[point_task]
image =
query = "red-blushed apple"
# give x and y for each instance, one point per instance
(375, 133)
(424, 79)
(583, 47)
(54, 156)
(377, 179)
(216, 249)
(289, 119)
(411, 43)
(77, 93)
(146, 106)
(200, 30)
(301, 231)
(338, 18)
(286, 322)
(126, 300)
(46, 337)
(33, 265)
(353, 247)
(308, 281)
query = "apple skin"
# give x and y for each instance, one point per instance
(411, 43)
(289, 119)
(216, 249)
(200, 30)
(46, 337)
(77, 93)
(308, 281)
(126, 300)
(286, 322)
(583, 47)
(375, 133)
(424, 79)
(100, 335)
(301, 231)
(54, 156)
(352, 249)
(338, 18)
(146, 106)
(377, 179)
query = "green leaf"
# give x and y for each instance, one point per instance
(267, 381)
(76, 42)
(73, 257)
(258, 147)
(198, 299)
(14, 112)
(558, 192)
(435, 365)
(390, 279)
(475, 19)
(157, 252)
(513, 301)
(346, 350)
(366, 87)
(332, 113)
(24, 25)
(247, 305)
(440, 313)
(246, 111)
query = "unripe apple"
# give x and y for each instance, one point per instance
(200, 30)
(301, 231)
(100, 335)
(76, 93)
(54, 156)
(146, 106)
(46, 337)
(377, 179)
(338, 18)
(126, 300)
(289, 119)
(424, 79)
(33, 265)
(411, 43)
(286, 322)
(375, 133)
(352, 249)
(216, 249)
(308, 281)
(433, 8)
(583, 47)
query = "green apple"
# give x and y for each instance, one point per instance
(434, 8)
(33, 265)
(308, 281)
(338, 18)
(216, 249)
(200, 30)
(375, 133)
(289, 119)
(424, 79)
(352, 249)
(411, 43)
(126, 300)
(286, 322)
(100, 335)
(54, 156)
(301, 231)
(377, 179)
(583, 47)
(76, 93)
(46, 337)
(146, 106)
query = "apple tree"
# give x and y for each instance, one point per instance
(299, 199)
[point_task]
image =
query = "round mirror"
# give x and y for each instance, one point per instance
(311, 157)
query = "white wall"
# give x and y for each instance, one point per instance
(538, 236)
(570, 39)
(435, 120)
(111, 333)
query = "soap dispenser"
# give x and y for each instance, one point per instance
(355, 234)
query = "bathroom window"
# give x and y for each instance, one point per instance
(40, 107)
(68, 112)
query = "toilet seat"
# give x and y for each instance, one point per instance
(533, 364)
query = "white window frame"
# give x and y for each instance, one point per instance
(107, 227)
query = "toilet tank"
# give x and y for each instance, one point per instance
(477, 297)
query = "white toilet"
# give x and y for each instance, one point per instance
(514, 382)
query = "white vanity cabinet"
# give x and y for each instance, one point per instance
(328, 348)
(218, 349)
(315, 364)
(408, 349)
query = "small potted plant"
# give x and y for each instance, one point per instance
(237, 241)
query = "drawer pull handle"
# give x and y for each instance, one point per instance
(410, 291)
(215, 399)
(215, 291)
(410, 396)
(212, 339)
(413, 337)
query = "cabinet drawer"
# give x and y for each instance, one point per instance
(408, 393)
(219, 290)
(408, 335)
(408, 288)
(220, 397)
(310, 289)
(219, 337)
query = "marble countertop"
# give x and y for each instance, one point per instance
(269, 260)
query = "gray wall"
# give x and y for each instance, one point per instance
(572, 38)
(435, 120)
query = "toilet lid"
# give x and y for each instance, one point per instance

WRITTEN EXERCISE: All of the data above should be transcribed exactly.

OUTPUT FOR THIS EXERCISE:
[point_task]
image =
query = "red-blushed apple"
# give x and y for each instance, one point per instance
(375, 133)
(424, 79)
(583, 47)
(54, 156)
(377, 179)
(216, 249)
(289, 119)
(411, 43)
(77, 93)
(146, 106)
(200, 30)
(301, 231)
(338, 18)
(286, 322)
(126, 300)
(46, 337)
(33, 265)
(353, 247)
(308, 281)
query = "apple skin"
# give x and y for each instance, one point per instance
(411, 43)
(289, 119)
(216, 249)
(200, 30)
(46, 337)
(77, 93)
(308, 281)
(126, 300)
(286, 322)
(583, 47)
(375, 133)
(424, 79)
(100, 335)
(301, 231)
(54, 156)
(352, 249)
(338, 18)
(146, 106)
(377, 179)
query = "green leaf"
# give x and y for each instance, one point per instance
(267, 381)
(76, 42)
(73, 257)
(258, 147)
(198, 299)
(14, 112)
(558, 192)
(435, 365)
(390, 279)
(475, 19)
(157, 252)
(513, 301)
(346, 350)
(366, 87)
(332, 113)
(24, 25)
(247, 305)
(440, 313)
(246, 111)
query = "unripe apple"
# give x and y for each instance, one point per instance
(200, 30)
(301, 231)
(100, 335)
(76, 93)
(54, 156)
(146, 106)
(46, 337)
(377, 179)
(338, 18)
(126, 300)
(289, 119)
(424, 79)
(33, 265)
(411, 43)
(286, 322)
(375, 133)
(352, 249)
(216, 249)
(308, 281)
(433, 8)
(583, 47)
query = "green apple"
# give x and y for each instance, one point per instance
(434, 8)
(33, 265)
(308, 281)
(338, 18)
(216, 249)
(200, 30)
(375, 133)
(289, 119)
(424, 79)
(352, 249)
(411, 43)
(126, 300)
(286, 322)
(100, 335)
(54, 156)
(301, 231)
(377, 179)
(583, 47)
(76, 93)
(46, 337)
(146, 106)
query = "apple tree"
# give x and y for each instance, one point per instance
(299, 199)
[point_task]
image =
query = "round mirror"
# give x and y for each instance, one point per instance
(311, 157)
query = "white wall"
# give x and y for each instance, one point per instance
(538, 236)
(570, 39)
(435, 120)
(111, 333)
query = "soap dispenser"
# give x and y for each instance, one point per instance
(355, 234)
query = "bathroom window"
# give x and y for each instance, one point per instance
(40, 107)
(68, 112)
query = "toilet seat"
# give x and y for each instance, one point per instance
(533, 364)
query = "white window frame"
# give x and y for each instance, one point per instance
(107, 227)
query = "toilet tank"
# give x and y for each instance, one point per instance
(477, 297)
query = "white toilet"
# give x and y for each instance, one point per instance
(514, 382)
query = "white vanity cabinet"
# give x and y for each instance, one point per instance
(328, 348)
(218, 349)
(315, 364)
(408, 349)
query = "small potted plant"
# give x and y for each instance, one point per instance
(237, 241)
query = "drawer pull handle"
# give x and y for each instance, one point per instance
(410, 291)
(215, 399)
(215, 291)
(410, 396)
(212, 339)
(413, 337)
query = "cabinet drawer"
# give x and y for each instance, one point per instance
(408, 393)
(219, 290)
(408, 335)
(408, 288)
(220, 397)
(310, 289)
(219, 337)
query = "marble countertop"
# give x and y for each instance, one point per instance
(269, 260)
query = "gray wall"
# give x and y for each instance, one point per instance
(572, 38)
(435, 120)
query = "toilet lid"
# give x and y for each instance, one point per instance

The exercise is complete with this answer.